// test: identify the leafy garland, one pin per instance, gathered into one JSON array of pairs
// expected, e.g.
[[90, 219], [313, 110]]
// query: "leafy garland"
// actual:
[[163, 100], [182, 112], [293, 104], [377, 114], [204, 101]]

#### [Goal]
Can you write out every line of the listing above, character for character?

#### [Finished task]
// test: identify the leafy garland, one pin per instance, gathered into one JSON array of pairs
// expected, e.g.
[[90, 219], [313, 110]]
// query: "leafy garland"
// actual:
[[163, 100], [182, 112], [293, 104], [377, 114], [204, 101]]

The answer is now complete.